++++ Material for this task

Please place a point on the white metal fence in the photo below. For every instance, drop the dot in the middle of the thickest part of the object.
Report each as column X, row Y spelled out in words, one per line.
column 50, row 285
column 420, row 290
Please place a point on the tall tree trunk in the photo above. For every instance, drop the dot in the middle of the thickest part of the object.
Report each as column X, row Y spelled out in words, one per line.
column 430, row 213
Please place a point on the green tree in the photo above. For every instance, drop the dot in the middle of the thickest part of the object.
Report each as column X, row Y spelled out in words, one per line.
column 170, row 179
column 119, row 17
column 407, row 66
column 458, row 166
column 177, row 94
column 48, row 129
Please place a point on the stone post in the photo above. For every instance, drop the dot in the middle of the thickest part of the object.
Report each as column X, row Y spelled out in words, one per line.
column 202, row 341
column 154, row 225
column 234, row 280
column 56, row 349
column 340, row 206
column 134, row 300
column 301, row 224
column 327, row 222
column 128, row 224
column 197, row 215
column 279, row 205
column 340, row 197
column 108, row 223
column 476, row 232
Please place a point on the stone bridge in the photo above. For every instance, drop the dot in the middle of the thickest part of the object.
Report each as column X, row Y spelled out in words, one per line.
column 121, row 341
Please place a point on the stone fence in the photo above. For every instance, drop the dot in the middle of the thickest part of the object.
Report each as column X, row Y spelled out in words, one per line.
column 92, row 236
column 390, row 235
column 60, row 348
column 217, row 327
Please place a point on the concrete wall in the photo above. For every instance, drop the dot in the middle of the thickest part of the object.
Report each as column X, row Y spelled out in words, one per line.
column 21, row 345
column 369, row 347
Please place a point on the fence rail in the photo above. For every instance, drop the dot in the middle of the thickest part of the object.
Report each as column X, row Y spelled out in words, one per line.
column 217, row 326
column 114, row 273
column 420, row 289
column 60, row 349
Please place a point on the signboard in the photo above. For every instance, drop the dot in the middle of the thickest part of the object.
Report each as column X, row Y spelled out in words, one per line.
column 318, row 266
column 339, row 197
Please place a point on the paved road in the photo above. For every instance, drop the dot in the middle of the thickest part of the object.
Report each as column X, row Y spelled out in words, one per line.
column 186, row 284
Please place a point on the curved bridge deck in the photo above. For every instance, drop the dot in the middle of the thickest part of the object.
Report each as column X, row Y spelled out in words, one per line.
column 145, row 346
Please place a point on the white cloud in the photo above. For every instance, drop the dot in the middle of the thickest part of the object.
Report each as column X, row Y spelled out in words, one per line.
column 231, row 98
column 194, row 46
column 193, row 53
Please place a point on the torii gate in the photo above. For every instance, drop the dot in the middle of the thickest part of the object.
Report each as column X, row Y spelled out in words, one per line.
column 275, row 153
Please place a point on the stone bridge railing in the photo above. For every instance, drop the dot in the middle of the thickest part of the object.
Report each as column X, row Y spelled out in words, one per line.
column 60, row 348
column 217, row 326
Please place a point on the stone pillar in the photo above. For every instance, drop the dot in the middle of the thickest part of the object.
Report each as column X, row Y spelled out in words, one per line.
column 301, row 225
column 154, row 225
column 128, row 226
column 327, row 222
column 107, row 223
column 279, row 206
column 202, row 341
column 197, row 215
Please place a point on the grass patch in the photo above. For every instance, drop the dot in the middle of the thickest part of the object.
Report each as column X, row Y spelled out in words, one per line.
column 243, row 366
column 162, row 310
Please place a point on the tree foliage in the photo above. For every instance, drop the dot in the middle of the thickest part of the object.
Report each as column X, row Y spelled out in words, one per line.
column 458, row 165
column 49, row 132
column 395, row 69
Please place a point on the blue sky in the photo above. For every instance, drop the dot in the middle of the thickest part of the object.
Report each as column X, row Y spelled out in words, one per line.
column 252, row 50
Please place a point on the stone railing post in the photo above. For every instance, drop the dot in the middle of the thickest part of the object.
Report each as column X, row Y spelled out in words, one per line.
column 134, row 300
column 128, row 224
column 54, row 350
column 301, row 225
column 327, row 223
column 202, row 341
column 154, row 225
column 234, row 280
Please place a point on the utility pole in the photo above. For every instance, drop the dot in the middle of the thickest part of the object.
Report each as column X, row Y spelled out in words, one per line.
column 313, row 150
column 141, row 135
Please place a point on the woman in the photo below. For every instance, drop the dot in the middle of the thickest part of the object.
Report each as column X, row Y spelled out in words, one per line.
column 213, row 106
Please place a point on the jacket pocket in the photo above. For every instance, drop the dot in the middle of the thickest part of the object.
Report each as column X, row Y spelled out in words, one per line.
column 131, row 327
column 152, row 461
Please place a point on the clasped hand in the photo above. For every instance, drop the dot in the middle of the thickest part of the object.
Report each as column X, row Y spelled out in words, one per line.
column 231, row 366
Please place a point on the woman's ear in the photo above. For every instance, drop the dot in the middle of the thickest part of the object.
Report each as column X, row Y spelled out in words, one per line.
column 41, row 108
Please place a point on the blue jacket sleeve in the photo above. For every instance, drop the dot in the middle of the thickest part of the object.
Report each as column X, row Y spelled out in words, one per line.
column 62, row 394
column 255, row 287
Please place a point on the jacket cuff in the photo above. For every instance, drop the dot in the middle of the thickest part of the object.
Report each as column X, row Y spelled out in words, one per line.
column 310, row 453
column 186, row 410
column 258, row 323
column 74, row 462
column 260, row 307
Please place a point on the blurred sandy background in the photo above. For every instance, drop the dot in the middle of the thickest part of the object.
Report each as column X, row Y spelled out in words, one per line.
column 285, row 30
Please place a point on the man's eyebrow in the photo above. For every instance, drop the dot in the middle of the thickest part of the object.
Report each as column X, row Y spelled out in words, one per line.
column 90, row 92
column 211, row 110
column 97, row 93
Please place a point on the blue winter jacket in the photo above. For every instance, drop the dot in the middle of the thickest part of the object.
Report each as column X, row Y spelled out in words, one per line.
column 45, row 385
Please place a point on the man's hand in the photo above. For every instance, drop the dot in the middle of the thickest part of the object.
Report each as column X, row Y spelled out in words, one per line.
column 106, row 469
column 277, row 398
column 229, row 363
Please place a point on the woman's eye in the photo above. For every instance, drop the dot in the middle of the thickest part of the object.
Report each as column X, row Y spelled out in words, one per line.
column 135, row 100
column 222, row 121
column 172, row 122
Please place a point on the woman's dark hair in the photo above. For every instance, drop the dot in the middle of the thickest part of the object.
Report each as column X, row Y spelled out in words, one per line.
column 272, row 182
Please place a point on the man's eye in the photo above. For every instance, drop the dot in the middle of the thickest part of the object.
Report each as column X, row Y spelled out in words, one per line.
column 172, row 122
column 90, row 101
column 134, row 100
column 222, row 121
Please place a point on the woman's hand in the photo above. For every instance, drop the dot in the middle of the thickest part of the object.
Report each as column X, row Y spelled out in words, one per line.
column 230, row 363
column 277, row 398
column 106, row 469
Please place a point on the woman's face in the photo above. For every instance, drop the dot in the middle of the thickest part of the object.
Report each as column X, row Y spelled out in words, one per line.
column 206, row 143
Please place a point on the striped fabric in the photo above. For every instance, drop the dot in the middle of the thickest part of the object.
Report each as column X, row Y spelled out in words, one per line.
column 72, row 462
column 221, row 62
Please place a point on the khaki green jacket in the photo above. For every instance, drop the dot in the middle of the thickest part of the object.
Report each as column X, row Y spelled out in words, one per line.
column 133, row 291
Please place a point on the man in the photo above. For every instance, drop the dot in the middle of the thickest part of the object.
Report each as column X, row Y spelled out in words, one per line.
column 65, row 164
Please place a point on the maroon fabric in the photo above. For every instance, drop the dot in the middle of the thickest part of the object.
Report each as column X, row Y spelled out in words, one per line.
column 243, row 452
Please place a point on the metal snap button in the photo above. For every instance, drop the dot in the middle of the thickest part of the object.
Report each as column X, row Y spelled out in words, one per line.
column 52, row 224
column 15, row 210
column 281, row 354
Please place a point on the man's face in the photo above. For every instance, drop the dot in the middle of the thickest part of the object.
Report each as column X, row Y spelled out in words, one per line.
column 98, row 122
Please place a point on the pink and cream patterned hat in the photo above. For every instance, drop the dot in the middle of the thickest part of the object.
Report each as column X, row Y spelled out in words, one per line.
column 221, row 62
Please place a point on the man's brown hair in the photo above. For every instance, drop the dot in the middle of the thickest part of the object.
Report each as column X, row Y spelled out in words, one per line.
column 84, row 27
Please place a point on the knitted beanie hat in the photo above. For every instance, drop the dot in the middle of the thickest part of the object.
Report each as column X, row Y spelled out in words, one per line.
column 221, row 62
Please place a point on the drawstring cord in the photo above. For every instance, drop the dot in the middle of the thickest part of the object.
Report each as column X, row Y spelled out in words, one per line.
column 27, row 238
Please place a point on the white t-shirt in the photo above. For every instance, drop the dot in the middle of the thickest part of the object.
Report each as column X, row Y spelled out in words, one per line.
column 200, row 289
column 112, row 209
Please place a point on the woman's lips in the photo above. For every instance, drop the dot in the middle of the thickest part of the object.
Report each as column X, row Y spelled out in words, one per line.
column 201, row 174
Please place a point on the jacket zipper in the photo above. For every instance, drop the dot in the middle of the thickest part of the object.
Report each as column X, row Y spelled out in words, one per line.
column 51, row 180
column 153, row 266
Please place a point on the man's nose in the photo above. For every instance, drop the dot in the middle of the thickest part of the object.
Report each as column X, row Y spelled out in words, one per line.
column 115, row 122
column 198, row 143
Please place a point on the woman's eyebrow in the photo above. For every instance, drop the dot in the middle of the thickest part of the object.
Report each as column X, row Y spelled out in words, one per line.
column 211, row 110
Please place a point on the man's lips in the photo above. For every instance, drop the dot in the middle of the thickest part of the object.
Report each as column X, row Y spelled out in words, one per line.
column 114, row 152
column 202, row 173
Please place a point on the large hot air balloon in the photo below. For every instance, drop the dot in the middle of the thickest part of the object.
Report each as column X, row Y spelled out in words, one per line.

++++++++

Objective:
Starting at the line containing "Please place a point on the torii" and ending at the line containing "column 275, row 153", reproduce those lines with "thickest" switched to "widest" and everything else left unchanged.

Full solution:
Please place a point on the torii gate in the photo above. For every instance, drop the dot in the middle of the widest part of the object.
Report each as column X, row Y spelled out in words, one per line.
column 275, row 153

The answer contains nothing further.